Required work —
Which lines of the entries hold the string "cushion"? Copy each one.

Input for this task —
────

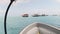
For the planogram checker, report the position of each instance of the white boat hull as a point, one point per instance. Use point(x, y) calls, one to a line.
point(35, 28)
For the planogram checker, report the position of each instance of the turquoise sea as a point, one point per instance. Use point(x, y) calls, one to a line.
point(16, 24)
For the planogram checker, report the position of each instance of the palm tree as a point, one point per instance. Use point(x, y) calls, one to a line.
point(5, 28)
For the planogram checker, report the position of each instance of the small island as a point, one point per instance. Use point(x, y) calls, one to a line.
point(25, 15)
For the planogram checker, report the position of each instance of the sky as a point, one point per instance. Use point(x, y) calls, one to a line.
point(30, 7)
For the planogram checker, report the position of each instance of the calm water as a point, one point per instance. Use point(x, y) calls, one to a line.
point(16, 24)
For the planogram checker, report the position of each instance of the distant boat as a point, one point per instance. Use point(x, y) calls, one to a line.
point(25, 15)
point(39, 28)
point(35, 15)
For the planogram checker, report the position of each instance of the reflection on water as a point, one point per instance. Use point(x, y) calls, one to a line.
point(16, 24)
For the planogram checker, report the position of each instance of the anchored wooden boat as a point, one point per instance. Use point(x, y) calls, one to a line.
point(39, 28)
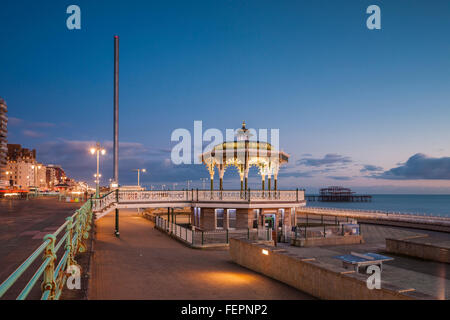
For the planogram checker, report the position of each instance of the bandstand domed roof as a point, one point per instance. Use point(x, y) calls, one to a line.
point(244, 144)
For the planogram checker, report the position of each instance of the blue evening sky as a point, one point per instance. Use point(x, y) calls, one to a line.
point(362, 108)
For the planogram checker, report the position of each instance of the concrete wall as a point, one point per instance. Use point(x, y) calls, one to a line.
point(316, 278)
point(419, 250)
point(332, 241)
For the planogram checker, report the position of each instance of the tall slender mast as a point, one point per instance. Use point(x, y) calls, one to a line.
point(116, 110)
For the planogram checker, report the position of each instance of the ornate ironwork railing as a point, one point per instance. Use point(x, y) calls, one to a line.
point(54, 272)
point(192, 195)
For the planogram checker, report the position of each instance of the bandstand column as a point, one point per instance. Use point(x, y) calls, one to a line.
point(275, 180)
point(221, 173)
point(246, 179)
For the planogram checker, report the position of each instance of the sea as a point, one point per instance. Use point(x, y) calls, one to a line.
point(436, 205)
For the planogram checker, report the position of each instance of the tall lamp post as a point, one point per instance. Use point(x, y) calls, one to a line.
point(204, 182)
point(97, 149)
point(139, 173)
point(35, 175)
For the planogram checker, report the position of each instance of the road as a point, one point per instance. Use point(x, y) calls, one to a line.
point(23, 224)
point(147, 264)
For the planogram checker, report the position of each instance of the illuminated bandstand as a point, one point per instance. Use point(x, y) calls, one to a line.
point(243, 153)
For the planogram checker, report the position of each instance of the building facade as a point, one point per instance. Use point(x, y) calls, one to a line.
point(54, 175)
point(22, 169)
point(3, 143)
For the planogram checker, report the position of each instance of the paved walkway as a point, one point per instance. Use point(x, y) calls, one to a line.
point(147, 264)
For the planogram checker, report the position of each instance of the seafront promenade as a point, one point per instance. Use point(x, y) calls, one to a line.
point(144, 263)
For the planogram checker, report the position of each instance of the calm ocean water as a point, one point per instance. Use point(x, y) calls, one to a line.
point(429, 204)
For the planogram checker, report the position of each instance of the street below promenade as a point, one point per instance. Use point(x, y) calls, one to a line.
point(144, 263)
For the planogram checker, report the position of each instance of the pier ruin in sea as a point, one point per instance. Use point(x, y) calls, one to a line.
point(338, 194)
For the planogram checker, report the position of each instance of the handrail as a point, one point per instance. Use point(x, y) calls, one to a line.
point(374, 213)
point(54, 275)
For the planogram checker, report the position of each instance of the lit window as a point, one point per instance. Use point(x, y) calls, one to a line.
point(231, 213)
point(219, 218)
point(255, 218)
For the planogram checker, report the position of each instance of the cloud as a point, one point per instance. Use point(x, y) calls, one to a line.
point(33, 134)
point(79, 164)
point(419, 166)
point(329, 159)
point(371, 168)
point(13, 121)
point(340, 178)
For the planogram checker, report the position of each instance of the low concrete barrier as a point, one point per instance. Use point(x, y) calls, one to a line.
point(424, 251)
point(331, 241)
point(314, 277)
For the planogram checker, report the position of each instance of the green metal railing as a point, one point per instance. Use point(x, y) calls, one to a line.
point(52, 271)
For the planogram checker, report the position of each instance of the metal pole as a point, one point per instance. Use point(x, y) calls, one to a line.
point(117, 215)
point(116, 110)
point(97, 187)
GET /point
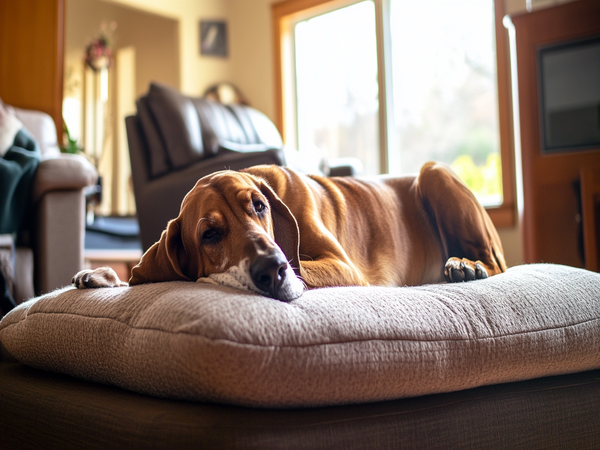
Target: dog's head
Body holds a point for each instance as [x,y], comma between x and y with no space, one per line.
[233,229]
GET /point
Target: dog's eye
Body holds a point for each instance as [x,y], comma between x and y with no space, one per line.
[211,236]
[259,206]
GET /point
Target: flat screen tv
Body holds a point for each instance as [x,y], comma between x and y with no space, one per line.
[570,95]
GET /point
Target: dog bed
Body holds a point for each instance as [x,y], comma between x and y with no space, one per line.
[340,345]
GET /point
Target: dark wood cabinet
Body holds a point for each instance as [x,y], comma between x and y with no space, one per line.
[551,211]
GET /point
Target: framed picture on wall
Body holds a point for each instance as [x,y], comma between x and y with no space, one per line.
[213,38]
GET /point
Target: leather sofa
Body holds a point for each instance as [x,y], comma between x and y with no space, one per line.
[174,140]
[55,248]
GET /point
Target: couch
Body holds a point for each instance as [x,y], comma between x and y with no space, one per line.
[54,249]
[174,140]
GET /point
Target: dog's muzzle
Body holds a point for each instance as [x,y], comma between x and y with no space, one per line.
[268,272]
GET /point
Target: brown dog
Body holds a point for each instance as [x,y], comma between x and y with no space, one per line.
[266,228]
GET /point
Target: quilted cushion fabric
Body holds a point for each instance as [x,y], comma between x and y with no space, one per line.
[331,346]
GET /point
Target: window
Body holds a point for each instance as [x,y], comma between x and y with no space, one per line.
[397,83]
[336,84]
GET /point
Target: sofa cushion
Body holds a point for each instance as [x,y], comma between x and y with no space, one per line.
[156,152]
[331,346]
[179,125]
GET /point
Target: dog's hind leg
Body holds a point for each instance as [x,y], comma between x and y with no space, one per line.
[468,236]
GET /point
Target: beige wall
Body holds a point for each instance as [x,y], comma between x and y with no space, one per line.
[196,72]
[154,37]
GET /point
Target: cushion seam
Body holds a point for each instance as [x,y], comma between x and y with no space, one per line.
[562,327]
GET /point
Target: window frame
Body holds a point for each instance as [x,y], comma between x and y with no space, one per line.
[286,13]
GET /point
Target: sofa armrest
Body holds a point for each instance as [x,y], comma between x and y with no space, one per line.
[68,172]
[59,228]
[58,238]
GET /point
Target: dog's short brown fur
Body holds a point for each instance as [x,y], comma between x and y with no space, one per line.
[332,231]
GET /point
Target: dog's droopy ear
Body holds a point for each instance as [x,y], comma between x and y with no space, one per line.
[285,227]
[162,261]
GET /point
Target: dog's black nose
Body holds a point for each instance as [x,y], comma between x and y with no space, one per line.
[268,272]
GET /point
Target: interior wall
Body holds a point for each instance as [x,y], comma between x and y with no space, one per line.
[196,72]
[155,38]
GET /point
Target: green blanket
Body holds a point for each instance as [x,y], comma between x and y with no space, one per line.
[17,172]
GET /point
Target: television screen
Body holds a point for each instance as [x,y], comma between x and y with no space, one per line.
[570,96]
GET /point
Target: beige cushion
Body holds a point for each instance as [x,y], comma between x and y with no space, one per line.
[331,346]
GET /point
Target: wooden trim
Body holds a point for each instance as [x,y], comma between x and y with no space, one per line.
[31,56]
[590,212]
[508,216]
[284,12]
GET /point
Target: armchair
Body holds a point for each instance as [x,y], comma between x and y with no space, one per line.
[174,140]
[54,250]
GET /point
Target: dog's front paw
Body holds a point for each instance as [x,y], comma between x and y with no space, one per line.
[457,270]
[100,277]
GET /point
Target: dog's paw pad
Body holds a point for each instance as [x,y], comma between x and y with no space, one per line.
[457,270]
[97,278]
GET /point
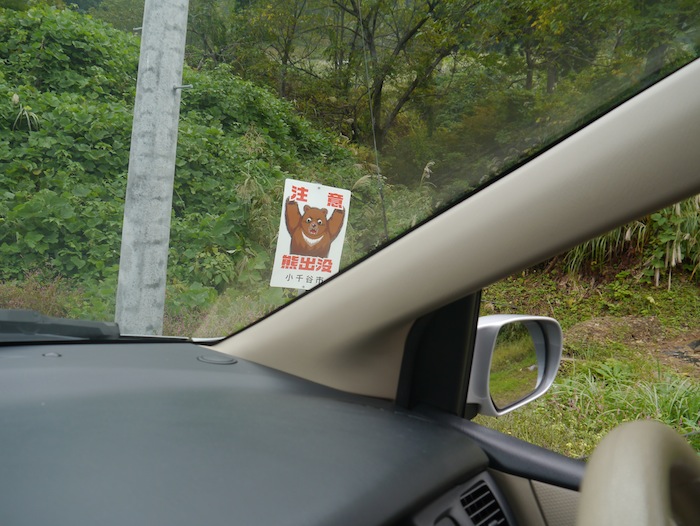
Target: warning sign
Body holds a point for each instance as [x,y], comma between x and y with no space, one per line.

────

Expected answer —
Target: quilted cushion fabric
Target: sofa cushion
Target: cushion seam
Target: beige cushion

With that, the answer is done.